[Excerpts from point annotation data]
○ ○ ○ ○ ○

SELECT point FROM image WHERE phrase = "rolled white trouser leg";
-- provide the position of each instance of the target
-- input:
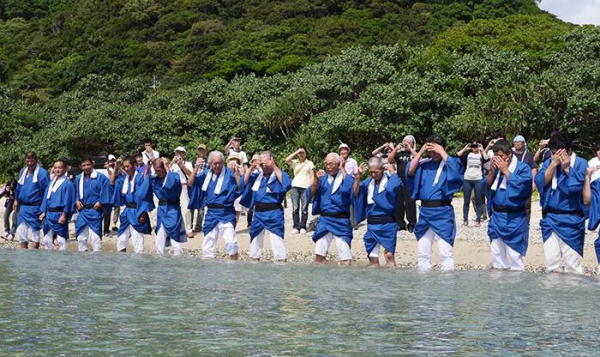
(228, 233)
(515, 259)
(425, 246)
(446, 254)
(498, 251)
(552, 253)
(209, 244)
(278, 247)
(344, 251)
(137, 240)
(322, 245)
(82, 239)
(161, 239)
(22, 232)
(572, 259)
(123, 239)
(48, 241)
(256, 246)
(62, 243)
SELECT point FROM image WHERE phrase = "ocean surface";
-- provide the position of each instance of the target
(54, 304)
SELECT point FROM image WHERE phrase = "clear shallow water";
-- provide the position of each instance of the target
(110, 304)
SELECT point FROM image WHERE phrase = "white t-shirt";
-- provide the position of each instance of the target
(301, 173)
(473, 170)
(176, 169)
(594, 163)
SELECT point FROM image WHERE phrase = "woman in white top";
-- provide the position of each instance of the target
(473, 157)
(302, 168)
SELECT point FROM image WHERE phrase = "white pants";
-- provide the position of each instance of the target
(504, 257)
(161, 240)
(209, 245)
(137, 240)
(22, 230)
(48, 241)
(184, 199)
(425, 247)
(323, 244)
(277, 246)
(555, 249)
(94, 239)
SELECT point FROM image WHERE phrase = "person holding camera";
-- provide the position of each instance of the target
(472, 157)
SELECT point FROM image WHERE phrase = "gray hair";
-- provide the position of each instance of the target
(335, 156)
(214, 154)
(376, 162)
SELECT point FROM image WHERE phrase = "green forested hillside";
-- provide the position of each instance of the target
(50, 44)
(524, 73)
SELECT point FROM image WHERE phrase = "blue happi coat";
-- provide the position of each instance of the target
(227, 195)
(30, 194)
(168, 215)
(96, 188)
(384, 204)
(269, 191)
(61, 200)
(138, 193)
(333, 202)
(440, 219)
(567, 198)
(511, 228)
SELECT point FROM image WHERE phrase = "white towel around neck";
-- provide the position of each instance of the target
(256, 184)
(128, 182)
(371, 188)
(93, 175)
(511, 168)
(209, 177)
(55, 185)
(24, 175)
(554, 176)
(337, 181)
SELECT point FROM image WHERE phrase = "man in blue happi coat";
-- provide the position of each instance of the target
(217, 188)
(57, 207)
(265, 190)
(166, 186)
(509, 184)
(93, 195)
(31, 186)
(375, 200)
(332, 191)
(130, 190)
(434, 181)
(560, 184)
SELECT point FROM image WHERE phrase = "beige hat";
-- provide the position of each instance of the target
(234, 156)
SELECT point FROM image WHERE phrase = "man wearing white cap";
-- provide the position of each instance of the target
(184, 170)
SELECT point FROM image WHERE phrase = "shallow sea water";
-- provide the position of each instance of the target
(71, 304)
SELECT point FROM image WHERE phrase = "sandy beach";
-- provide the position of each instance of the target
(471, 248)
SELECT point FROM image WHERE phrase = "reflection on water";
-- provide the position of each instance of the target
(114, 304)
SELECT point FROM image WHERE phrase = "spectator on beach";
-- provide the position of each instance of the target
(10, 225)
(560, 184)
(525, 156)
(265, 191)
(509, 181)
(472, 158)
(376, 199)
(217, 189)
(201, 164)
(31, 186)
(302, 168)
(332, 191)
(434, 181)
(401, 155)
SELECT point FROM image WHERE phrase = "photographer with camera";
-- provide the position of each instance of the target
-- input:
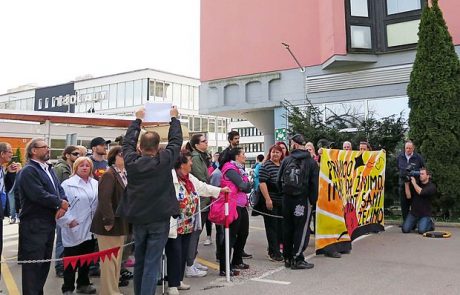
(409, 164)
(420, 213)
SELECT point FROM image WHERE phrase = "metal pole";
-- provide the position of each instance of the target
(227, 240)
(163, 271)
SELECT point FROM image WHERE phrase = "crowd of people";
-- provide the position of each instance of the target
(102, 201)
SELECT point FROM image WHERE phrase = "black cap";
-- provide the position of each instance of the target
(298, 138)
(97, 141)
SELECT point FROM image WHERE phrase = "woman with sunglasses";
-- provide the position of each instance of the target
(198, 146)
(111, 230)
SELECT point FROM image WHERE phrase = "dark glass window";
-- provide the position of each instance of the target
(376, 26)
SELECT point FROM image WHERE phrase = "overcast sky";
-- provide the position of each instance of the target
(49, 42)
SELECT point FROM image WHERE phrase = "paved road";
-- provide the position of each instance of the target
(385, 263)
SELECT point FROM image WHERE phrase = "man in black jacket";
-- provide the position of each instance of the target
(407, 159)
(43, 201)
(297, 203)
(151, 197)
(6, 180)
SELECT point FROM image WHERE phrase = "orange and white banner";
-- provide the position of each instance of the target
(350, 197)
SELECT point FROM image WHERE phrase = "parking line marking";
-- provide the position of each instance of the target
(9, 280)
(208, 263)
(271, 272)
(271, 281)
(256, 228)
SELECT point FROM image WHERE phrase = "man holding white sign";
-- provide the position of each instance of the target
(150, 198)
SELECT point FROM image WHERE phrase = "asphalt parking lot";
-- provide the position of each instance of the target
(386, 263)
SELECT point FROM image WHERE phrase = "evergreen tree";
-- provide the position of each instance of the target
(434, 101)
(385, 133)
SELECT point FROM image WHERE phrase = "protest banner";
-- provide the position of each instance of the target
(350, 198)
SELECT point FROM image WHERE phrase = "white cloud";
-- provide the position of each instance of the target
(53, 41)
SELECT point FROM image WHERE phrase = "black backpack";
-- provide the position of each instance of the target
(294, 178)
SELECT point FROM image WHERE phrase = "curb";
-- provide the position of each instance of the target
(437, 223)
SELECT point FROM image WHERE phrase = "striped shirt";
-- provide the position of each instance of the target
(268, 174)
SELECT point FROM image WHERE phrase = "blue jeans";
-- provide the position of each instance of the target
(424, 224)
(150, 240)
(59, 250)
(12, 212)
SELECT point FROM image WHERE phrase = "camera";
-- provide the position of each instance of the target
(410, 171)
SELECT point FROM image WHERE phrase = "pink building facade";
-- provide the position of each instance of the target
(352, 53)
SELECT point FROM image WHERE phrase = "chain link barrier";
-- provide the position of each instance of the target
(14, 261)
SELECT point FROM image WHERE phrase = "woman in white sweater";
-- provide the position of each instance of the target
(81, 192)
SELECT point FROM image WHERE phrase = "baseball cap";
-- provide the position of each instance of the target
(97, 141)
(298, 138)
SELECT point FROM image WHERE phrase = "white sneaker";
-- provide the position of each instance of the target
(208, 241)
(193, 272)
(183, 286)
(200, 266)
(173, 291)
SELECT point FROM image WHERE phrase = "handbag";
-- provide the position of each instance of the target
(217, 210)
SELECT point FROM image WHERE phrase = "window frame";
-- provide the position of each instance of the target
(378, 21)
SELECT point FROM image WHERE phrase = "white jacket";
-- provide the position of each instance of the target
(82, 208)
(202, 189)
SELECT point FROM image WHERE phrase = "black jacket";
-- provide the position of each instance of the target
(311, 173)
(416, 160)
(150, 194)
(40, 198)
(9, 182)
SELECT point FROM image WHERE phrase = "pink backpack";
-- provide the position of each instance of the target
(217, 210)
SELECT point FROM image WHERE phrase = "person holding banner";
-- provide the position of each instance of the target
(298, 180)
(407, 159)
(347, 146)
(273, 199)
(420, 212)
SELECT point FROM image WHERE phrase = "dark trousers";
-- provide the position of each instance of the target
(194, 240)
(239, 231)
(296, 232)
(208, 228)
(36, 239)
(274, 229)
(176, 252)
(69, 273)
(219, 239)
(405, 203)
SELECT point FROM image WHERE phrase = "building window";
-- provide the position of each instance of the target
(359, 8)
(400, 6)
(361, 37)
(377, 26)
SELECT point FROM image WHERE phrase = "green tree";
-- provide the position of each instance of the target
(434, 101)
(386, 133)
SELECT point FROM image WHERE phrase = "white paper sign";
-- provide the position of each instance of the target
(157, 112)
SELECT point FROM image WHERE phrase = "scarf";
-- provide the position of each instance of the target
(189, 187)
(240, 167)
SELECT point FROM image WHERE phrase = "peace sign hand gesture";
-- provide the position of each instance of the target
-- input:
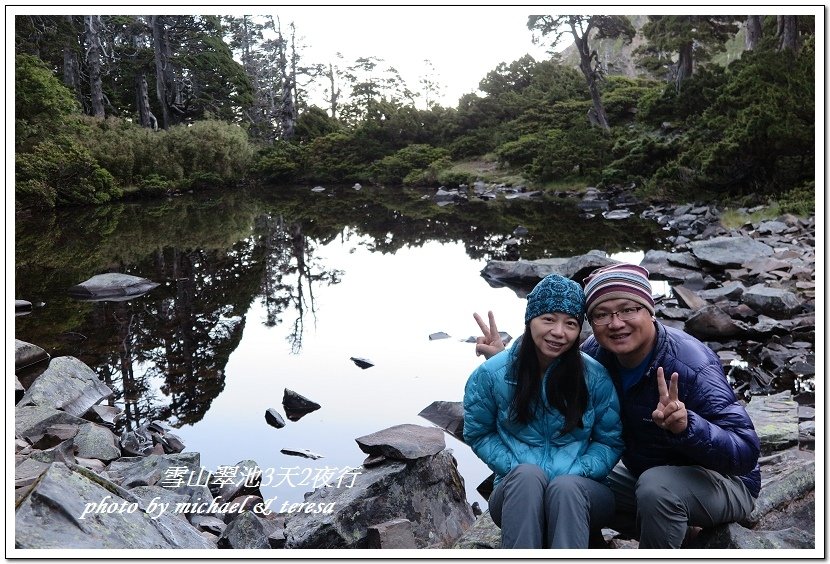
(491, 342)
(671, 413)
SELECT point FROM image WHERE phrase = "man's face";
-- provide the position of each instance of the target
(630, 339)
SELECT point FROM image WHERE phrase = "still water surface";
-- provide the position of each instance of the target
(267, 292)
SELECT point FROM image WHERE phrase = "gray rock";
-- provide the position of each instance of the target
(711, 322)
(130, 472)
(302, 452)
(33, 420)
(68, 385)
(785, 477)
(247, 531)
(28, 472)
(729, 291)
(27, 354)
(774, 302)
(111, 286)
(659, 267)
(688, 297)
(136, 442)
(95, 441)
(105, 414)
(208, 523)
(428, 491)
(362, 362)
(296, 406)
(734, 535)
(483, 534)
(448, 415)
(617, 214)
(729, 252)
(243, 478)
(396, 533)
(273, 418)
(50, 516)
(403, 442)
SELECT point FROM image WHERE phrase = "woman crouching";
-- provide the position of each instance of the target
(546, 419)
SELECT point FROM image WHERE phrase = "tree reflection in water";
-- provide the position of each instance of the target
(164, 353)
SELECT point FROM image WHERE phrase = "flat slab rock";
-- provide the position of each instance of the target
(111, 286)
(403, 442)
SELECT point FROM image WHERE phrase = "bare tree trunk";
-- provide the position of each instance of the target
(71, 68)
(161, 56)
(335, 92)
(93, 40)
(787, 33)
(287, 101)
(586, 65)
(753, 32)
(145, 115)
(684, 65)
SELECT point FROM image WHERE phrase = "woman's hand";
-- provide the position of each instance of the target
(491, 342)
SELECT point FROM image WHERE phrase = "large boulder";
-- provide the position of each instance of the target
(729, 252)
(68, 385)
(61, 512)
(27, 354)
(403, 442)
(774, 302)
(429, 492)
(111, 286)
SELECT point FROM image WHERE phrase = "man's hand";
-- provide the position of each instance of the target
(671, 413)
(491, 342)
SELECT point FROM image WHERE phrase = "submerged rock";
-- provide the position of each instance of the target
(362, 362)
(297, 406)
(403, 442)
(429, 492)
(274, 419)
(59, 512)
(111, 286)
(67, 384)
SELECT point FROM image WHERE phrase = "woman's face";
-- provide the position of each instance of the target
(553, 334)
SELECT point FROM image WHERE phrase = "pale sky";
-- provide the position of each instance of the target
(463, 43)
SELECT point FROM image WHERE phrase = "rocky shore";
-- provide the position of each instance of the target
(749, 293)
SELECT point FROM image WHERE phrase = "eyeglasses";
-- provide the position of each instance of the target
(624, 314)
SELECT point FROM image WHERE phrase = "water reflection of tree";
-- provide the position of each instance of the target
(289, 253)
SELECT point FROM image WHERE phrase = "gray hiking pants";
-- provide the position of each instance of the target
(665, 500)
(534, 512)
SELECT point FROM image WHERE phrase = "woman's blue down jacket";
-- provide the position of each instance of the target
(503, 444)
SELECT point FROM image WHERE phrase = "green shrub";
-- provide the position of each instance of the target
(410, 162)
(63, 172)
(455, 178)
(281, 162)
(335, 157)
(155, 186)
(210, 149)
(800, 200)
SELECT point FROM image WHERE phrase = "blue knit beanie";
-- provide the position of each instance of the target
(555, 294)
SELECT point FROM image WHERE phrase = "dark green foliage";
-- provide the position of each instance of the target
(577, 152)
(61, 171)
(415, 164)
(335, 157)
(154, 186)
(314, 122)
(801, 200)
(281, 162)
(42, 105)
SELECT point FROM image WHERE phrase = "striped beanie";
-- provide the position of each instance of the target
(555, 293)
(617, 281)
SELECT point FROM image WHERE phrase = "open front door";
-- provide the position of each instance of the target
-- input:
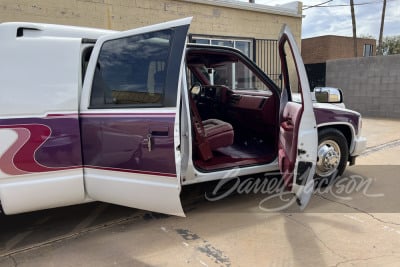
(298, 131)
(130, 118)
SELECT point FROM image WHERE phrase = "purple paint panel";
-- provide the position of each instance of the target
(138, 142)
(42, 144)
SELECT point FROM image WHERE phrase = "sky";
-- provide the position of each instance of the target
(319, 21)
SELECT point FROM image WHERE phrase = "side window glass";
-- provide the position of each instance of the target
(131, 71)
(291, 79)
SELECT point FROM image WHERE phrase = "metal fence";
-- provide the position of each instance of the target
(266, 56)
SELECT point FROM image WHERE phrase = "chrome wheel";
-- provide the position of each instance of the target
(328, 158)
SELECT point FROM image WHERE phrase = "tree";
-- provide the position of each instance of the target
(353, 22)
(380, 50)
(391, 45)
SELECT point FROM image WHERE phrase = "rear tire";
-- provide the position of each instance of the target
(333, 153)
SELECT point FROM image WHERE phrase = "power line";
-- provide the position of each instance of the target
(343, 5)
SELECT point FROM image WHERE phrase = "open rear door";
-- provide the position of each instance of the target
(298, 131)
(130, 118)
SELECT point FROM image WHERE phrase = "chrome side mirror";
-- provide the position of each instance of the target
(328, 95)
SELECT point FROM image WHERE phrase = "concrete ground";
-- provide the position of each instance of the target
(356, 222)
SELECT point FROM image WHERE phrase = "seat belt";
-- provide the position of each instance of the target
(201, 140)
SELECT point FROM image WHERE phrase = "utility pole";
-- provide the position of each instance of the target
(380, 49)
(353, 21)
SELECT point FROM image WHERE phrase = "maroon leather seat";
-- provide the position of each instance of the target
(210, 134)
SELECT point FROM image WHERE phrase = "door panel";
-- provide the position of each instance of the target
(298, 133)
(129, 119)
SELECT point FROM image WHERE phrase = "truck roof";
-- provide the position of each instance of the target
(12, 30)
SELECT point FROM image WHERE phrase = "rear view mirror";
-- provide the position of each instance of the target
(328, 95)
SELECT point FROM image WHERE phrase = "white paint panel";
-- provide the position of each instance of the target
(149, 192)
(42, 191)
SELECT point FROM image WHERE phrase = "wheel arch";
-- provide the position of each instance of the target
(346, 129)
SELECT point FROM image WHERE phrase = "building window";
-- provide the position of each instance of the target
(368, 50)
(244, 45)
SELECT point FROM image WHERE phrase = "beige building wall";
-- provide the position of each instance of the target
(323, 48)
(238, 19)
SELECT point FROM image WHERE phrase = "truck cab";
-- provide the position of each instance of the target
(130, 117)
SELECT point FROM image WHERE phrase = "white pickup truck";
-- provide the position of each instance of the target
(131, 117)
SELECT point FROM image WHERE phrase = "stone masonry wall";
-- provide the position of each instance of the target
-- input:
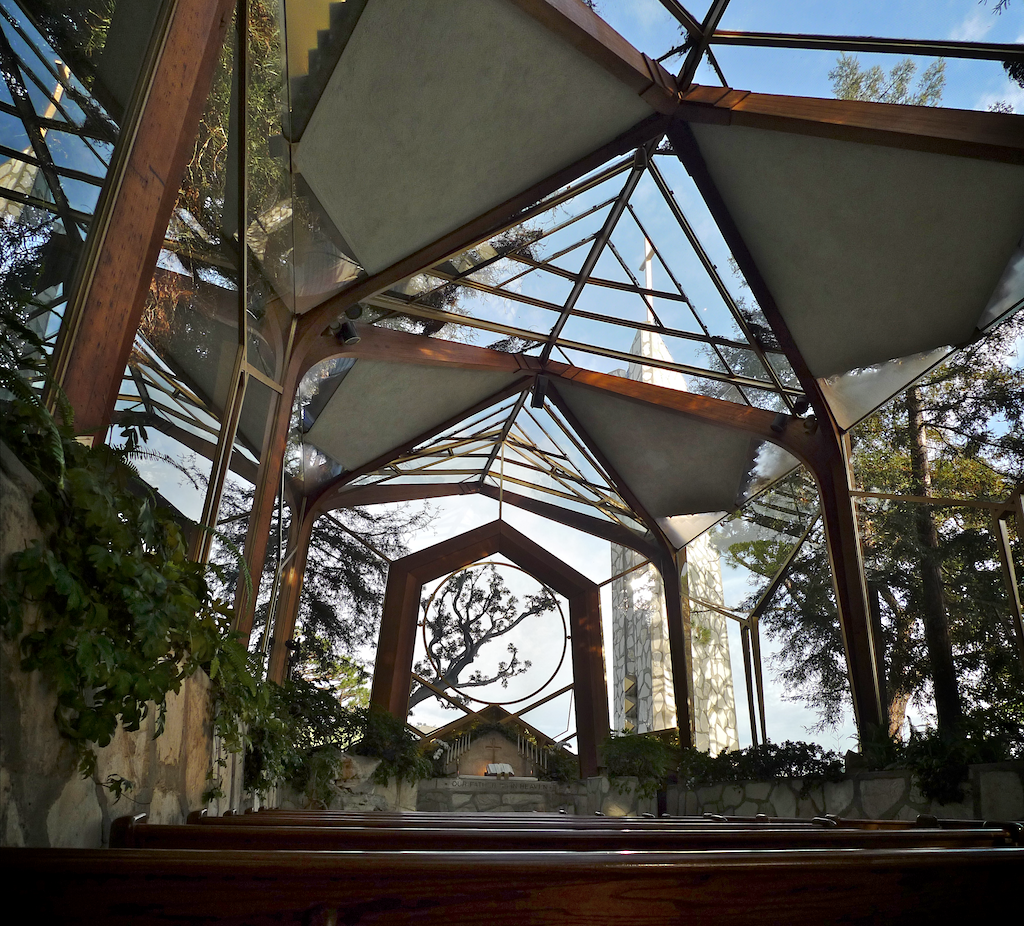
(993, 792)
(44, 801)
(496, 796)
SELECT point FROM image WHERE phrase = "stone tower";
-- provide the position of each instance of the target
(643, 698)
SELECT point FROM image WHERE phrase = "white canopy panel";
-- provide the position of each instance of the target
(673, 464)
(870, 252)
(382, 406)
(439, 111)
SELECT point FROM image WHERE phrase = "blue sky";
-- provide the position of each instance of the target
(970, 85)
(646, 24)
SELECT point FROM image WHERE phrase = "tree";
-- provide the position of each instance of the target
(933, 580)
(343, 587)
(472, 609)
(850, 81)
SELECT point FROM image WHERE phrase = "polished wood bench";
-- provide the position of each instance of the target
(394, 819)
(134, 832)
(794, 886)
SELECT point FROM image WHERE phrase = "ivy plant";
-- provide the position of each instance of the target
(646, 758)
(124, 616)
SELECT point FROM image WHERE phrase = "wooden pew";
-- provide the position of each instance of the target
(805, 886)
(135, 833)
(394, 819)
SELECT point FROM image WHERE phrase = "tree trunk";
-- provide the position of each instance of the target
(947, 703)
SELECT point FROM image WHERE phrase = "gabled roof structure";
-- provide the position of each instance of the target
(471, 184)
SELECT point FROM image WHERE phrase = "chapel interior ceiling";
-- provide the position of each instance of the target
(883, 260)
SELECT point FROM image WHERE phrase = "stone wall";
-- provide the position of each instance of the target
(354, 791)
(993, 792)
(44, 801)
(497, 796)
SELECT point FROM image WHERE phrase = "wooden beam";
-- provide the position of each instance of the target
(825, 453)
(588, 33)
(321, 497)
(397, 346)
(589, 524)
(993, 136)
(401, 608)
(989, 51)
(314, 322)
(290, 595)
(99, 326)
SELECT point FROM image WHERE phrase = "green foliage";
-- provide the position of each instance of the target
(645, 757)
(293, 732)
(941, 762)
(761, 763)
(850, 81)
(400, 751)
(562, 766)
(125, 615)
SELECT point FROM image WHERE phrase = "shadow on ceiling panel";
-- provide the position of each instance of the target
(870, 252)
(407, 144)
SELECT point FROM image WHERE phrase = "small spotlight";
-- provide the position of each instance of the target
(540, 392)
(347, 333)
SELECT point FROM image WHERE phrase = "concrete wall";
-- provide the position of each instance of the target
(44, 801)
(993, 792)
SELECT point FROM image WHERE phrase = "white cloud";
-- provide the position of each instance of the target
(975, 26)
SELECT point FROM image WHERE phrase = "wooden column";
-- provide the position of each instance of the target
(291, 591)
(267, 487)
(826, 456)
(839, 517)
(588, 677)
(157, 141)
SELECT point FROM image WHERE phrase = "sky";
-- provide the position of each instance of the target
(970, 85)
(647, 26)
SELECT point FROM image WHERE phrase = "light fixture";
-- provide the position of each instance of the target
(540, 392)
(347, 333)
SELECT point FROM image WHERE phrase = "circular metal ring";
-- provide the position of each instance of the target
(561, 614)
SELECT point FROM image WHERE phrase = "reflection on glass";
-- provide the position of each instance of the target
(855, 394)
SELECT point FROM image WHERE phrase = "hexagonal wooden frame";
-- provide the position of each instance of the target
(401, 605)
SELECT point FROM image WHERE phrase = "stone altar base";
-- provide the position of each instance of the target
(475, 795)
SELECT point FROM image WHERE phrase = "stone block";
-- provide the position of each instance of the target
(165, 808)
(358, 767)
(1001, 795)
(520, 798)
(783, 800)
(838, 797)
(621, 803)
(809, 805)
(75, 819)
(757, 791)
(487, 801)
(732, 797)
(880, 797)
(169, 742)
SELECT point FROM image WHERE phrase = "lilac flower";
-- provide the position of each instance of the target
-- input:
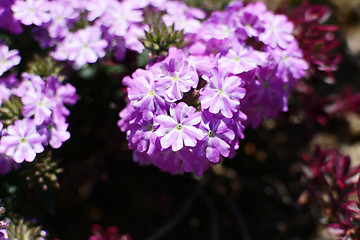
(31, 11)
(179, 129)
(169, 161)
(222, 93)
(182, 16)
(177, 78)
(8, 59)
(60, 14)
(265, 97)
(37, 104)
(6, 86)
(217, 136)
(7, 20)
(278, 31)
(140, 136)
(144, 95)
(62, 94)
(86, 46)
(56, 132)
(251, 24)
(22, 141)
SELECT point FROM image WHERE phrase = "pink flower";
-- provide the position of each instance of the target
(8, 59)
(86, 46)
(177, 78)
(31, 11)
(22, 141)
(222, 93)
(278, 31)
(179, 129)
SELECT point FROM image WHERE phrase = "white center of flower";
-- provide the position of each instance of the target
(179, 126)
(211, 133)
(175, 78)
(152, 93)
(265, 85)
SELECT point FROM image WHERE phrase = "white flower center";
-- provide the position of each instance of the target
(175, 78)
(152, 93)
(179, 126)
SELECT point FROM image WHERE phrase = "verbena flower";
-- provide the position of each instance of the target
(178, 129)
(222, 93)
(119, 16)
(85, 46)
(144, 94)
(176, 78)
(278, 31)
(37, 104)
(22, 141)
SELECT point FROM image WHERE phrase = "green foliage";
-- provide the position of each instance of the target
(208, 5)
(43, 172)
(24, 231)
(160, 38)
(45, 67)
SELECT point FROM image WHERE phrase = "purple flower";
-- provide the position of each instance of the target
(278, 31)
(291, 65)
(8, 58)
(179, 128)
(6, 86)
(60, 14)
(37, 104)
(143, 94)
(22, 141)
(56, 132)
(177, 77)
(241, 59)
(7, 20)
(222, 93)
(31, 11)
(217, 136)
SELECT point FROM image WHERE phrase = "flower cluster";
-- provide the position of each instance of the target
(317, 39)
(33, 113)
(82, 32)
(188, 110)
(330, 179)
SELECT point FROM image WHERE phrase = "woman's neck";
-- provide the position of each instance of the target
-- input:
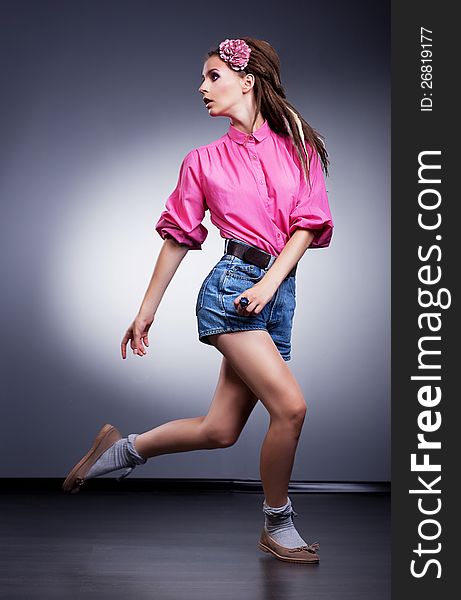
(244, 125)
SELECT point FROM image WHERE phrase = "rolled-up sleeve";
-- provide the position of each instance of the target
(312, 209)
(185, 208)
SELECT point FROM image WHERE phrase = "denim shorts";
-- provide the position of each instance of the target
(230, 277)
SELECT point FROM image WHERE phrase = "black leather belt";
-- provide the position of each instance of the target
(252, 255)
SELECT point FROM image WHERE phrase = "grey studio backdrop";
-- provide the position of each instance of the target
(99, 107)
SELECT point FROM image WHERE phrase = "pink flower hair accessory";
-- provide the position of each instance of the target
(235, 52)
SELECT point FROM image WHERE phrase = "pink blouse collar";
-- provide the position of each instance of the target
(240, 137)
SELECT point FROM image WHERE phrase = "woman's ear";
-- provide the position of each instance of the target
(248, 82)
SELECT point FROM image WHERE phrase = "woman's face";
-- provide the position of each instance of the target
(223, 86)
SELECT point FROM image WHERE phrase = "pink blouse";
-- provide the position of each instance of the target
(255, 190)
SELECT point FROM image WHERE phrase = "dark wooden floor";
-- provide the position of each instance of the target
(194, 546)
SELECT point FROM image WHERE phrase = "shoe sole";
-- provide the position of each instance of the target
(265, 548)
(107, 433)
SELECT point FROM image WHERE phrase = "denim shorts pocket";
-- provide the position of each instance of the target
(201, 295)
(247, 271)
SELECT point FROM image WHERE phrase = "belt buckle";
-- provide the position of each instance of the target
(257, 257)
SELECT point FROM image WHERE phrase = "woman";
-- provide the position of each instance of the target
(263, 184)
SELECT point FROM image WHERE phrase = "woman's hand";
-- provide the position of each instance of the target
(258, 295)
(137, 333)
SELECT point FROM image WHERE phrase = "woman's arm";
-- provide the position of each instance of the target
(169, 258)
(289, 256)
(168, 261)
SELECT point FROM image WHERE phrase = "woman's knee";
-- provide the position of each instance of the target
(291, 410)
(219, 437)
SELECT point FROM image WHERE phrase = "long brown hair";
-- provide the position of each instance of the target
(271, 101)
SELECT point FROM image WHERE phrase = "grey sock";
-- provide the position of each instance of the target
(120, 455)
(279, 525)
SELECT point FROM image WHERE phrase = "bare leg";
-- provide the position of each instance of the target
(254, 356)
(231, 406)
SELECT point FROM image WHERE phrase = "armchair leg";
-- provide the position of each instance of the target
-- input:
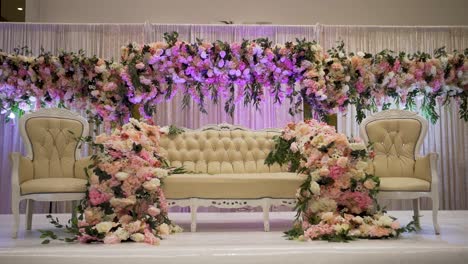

○ ○ ○ ○ ○

— Problem statement —
How many lines in the data above contain the string "holding"? Reply with the number only.

— Answer to the exercise —
3